Saved data entries:
★ ★ ★ ★

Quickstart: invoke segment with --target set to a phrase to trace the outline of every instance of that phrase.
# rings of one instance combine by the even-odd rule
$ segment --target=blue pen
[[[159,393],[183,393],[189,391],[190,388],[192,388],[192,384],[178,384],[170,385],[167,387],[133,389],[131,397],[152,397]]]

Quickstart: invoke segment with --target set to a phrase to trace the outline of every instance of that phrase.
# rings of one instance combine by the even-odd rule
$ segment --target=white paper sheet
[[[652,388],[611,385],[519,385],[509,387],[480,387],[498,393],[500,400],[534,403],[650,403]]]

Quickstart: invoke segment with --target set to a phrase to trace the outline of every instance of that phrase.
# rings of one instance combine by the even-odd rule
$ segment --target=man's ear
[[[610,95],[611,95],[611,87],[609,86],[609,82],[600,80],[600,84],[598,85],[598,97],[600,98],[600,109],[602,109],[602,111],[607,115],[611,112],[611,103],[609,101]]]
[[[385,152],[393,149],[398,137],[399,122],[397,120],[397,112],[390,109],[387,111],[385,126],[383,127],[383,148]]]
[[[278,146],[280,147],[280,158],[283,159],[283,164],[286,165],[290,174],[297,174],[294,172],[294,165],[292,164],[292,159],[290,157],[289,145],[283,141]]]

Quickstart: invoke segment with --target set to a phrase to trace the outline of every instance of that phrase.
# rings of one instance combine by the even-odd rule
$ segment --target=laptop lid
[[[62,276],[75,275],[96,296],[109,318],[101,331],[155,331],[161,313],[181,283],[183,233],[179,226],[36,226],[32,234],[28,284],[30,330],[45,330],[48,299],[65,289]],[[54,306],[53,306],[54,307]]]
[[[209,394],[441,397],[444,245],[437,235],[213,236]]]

★ ★ ★ ★

Switch every "phrase" in the data above to "term", and give the data again with everything else left unchanged.

Quickstart: invoke segment with --target set to a term to trace the outline of every instance of that term.
# rings of one instance combine by the even-odd rule
$ segment --target=blue pen
[[[159,393],[183,393],[189,391],[190,388],[192,388],[192,384],[178,384],[170,385],[167,387],[133,389],[131,397],[152,397]]]

Quickstart: invoke segment with --target set to a term to trace the outline of every instance of that term.
# rings of one instance combine by the even-odd rule
$ segment --target=white paper sheet
[[[652,388],[611,385],[519,385],[509,387],[480,387],[498,393],[500,400],[534,403],[650,403]]]

Quickstart: invoke segment with --target set to a term to trace the outline of every instance of that term.
# rings of one instance combine by the even-odd rule
$ segment --target=man's ear
[[[610,95],[611,95],[611,87],[609,86],[609,82],[600,80],[600,84],[598,85],[598,97],[600,98],[600,109],[602,109],[602,111],[607,115],[611,112],[611,103],[609,101]]]
[[[385,152],[393,149],[398,137],[399,122],[397,120],[397,112],[390,109],[387,111],[385,126],[383,127],[383,148]]]
[[[278,146],[280,147],[280,158],[283,159],[283,164],[286,165],[290,174],[297,174],[294,172],[294,165],[292,164],[292,159],[290,157],[289,145],[283,141]]]

Quickstart: invoke segment with --target set to a term to trace the outline of every instance of that term.
# rings of one instance combine by the even-odd rule
$ segment --target=laptop lid
[[[62,276],[75,275],[96,296],[109,318],[101,331],[155,331],[161,313],[181,283],[183,233],[179,226],[36,226],[32,234],[28,284],[30,330],[45,330],[48,299],[65,289]],[[54,306],[53,306],[54,307]]]
[[[209,394],[441,397],[444,245],[437,235],[213,236]]]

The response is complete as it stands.